[DOCUMENT PASSAGE start]

LinuxQuestions.org
Visit Jeremy's Blog.
Go Back   LinuxQuestions.org > Forums > Non-*NIX Forums > Programming
User Name
Password
Programming This forum is for all programming questions.
The question does not have to be directly related to Linux and any language is fair game.

Notices

Reply
 
Search this Thread
Old 04-01-2009, 09:14 AM   #1
mrealty
LQ Newbie
 
Registered: Apr 2009
Posts: 6

Rep: Reputation: 0
Perl question: delete line from text file with duplicate match at beginning of line


Hi all:

Was wondering if any perl guru's could help me with a quick log file adjustment. I have a text file that looks like so (tabs and newlines are revealed so you can see what separates the data):

1234 {tab} purchase {tab} sale {newline}
4567 {tab} broken {tab} sale {newline}
4588 {tab} theft {tab} misc {newline}
1234 {tab} purchase {tab} audit {newline}

There are maybe 100 lines of text in this file at any given time. I need to delete all duplicate lines only looking at the first bit of text prior to the first tab. It doesn't matter which one gets deleted as long as there are no two lines that begin with that same text at the beginning before the first tab. So in this example, either the fist line "1234" or the last line "1234" would need to be deleted. I already have code in my script that opens the files - I just need the code to read the text into an array and the part that would find matches based on the above criteria, and make the deletions.

If it would be easier, I can even do a system call and use SED (v4.1.5) and/or AWK (3.1.5) instead.

With kind regards.

[DOCUMENT PASSAGE end]
[SUPPLIED DATA start]

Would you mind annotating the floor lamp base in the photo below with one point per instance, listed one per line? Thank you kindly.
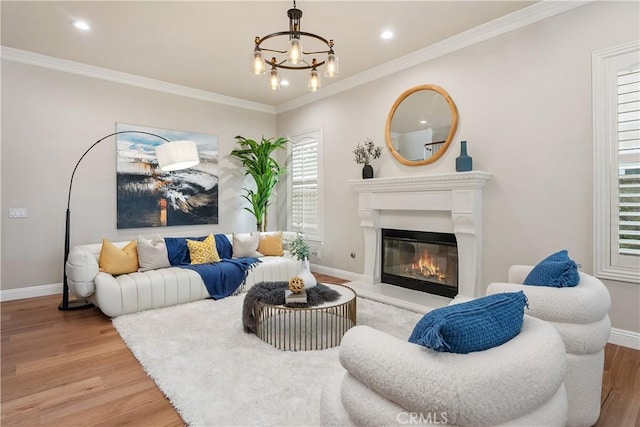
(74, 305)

[SUPPLIED DATA end]
[SUPPLIED DATA start]

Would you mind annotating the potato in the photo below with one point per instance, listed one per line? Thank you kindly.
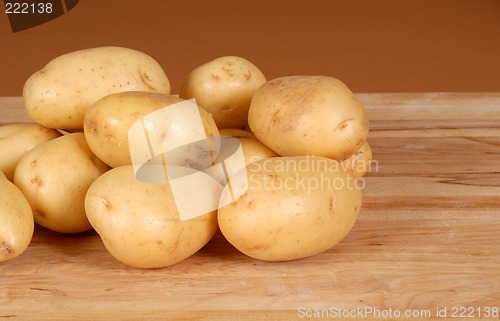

[SUPPLIED DATA end]

**INSTRUCTION 1**
Retype the Perl forum post starting with "There are maybe" and going on through "With kind regards.".
**INSTRUCTION 2**
Answer these questions from the Perl forum post:
(a) Which versions of SED and AWK does the poster say could be used instead?
(b) About how many lines of text are in the file at any given time?
(c) In what month and year did the poster register?

**EXERCISE ANSWER 1**
There are maybe 100 lines of text in this file at any given time. I need to delete all duplicate lines only looking at the first bit of text prior to the first tab. It doesn't matter which one gets deleted as long as there are no two lines that begin with that same text at the beginning before the first tab. So in this example, either the fist line "1234" or the last line "1234" would need to be deleted. I already have code in my script that opens the files - I just need the code to read the text into an array and the part that would find matches based on the above criteria, and make the deletions.

If it would be easier, I can even do a system call and use SED (v4.1.5) and/or AWK (3.1.5) instead.

With kind regards.

**EXERCISE ANSWER 2**
(a) SED v4.1.5 and AWK 3.1.5
(b) Maybe 100
(c) April 2009